■ Data section:
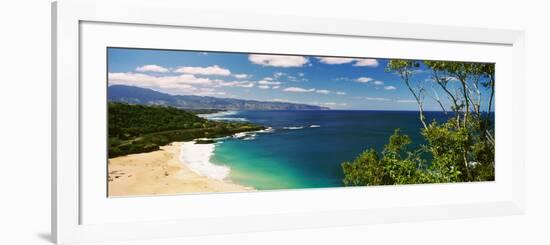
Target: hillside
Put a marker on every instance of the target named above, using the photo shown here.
(140, 128)
(143, 96)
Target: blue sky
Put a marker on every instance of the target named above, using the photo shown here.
(335, 82)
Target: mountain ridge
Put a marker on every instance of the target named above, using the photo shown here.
(145, 96)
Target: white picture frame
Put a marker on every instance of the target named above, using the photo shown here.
(68, 198)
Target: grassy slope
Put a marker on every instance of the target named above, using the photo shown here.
(139, 128)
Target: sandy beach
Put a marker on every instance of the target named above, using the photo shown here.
(162, 172)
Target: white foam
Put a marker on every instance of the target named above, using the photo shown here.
(239, 135)
(293, 128)
(197, 158)
(267, 130)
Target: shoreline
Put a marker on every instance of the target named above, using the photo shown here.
(165, 171)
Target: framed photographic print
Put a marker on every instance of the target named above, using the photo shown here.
(169, 125)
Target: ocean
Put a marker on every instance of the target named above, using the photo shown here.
(305, 149)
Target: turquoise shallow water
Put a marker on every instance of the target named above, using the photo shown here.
(297, 155)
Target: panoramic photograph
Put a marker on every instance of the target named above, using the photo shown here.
(198, 122)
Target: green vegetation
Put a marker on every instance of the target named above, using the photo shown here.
(139, 128)
(461, 149)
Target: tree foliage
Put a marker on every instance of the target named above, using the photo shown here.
(140, 128)
(460, 149)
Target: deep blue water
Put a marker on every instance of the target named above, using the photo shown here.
(307, 157)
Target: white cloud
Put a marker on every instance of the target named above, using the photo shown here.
(323, 91)
(377, 99)
(140, 79)
(241, 76)
(406, 101)
(298, 90)
(152, 68)
(278, 60)
(355, 61)
(242, 84)
(364, 79)
(335, 61)
(366, 62)
(210, 70)
(268, 82)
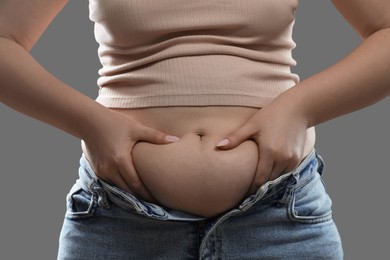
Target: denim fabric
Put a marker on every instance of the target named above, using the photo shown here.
(288, 218)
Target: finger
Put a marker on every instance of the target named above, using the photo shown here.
(155, 136)
(236, 137)
(264, 169)
(134, 182)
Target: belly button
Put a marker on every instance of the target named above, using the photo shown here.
(200, 133)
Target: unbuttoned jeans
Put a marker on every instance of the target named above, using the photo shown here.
(287, 218)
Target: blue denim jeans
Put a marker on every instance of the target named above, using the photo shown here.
(288, 218)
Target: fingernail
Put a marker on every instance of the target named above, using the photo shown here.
(223, 142)
(171, 138)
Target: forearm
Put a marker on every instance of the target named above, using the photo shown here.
(28, 88)
(359, 80)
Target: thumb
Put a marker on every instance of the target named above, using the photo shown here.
(155, 136)
(235, 138)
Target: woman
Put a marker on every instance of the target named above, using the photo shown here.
(196, 174)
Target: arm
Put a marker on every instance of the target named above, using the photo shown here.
(357, 81)
(28, 88)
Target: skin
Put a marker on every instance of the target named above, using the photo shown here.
(338, 90)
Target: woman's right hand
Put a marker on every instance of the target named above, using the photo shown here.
(108, 148)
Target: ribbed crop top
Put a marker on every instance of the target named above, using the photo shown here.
(193, 53)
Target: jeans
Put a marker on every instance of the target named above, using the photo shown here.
(287, 218)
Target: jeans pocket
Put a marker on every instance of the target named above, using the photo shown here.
(79, 203)
(310, 203)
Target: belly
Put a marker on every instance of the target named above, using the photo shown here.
(192, 175)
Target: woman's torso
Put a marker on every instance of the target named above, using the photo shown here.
(192, 174)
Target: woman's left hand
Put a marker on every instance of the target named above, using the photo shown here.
(280, 134)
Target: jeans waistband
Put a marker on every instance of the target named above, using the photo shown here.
(91, 183)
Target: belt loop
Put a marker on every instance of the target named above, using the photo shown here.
(321, 164)
(102, 196)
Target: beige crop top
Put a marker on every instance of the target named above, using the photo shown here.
(193, 52)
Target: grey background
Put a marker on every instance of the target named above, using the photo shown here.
(39, 163)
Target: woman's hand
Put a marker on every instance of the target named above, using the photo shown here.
(280, 135)
(108, 148)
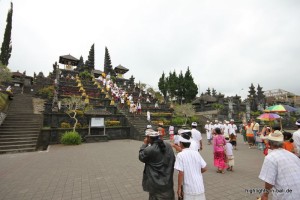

■ Aim of the exercise:
In your copy, restate the data above word for word but leave out any picture.

■ Output below:
Target: hillside
Put a marker on every instance of the target named above, using the photo shown here.
(140, 128)
(143, 96)
Target: blue sky
Put a marker on every instance of the target named above, using the photo shown here.
(335, 82)
Target: mountain ridge
Put a marker on every instance of the target named above, using the photo shown here.
(145, 96)
Target: white picture frame
Put a marker on every instance of the target named above, using the photo shown here.
(68, 198)
Target: grassy slope
Put a marker on every instance of the target named above, using the photo shown here.
(139, 128)
Target: sandy beach
Put a marker on every instance of the target named above, using the photo shown here.
(162, 172)
Target: white foam
Put a marker on every instance of the target named above, using the photo shown here.
(239, 135)
(293, 128)
(197, 158)
(267, 130)
Target: shoreline
Put a marker on every instance of the target named above, using the photo shown here.
(165, 171)
Target: framed photographic print
Put a marker on every instance of the target named above, using the photo shown here.
(169, 125)
Target: ocean
Put a marker on every instance of the target named above, using the photo shown here.
(305, 149)
Target: turquoise shallow water
Put a marker on every instance of the target named above, using the photo shown here.
(297, 155)
Target: panoramic photograph
Put a marker on every instance of the target named above, using the photo shown here.
(198, 122)
Target: green vegetation
Put a marker on every instance of the target named above, using the photo shown here.
(139, 128)
(461, 149)
Target: tree foliage
Put a marker on every instance of the target named above, using the photo shown here.
(140, 128)
(460, 149)
Target: deep blue water
Put a marker on every instance of the target named above, using the photo shown here.
(307, 157)
Target: white cloud
Put a marker on every instance of the target named above, using the photo shown here.
(323, 91)
(377, 99)
(140, 79)
(241, 76)
(406, 101)
(298, 90)
(152, 68)
(278, 60)
(355, 61)
(242, 84)
(364, 79)
(335, 61)
(366, 62)
(210, 70)
(268, 82)
Target: denim fabric
Put a marker on every instance of the target named above, using the photo shown here.
(288, 218)
Target: finger
Put a marker on every instance of the target named above, using the photo shown here.
(155, 136)
(236, 137)
(264, 169)
(134, 182)
Target: belly button
Put a marker on every instance of the target named above, using the photo shown here.
(200, 133)
Target: unbuttoned jeans
Put a marker on every instance of the target named above, using the photo shown here.
(287, 218)
Target: blue denim jeans
Put a marker on every instance of the target named above, using the photo shown here.
(288, 218)
Target: fingernail
Put a marker on every instance of the target named above, using the photo shown here.
(223, 142)
(171, 138)
Target: forearm
Put a marker on every instance of the target named above, using the photo shown here.
(28, 88)
(359, 80)
Target: thumb
Put a marker on every instance of the target named above, using the photo shown here.
(155, 136)
(235, 138)
Target: woman
Put a marker on every instance of the target named above, using the photo shown here.
(196, 174)
Target: arm
Put a marker on every instance of the target named above, using the photo shown here.
(357, 81)
(28, 88)
Target: skin
Put a marker on every instance of the target named above, using the photo shown here.
(338, 90)
Target: woman's right hand
Put a marker on every instance of the target named above, using the photo shown here.
(108, 148)
Target: ribbed crop top
Put a marker on every instance of the target named above, using the photo shown here.
(193, 53)
Target: jeans
Put a marker on every instance of the target named above, using the photo shown here.
(287, 218)
Target: jeans pocket
Put a marker on every instance of the target named above, using the photo shown here.
(79, 203)
(310, 203)
Target: belly
Put a marker on every instance of the target named above, using the photo shown here.
(192, 175)
Target: woman's torso
Put a marker on every instance of the target named above, using the photo shown here.
(192, 174)
Target: woman's left hand
Put a marker on every instance of the target named above, using the photo shown here.
(280, 134)
Target: jeans waistband
Put a marker on every instance of the target named above, using the photo shown here.
(91, 183)
Target: belt loop
Put a marker on every instance of the target named above, using the photo shown here.
(321, 164)
(102, 196)
Target: beige crop top
Put a marker on every instance of the target named above, using the photo shown here.
(193, 52)
Target: grey background
Put a marker on every instance of the target named above, using the photo shown here.
(39, 163)
Target: woman's hand
Put a marker on every instance of the target named above, using the photo shown here.
(280, 135)
(108, 148)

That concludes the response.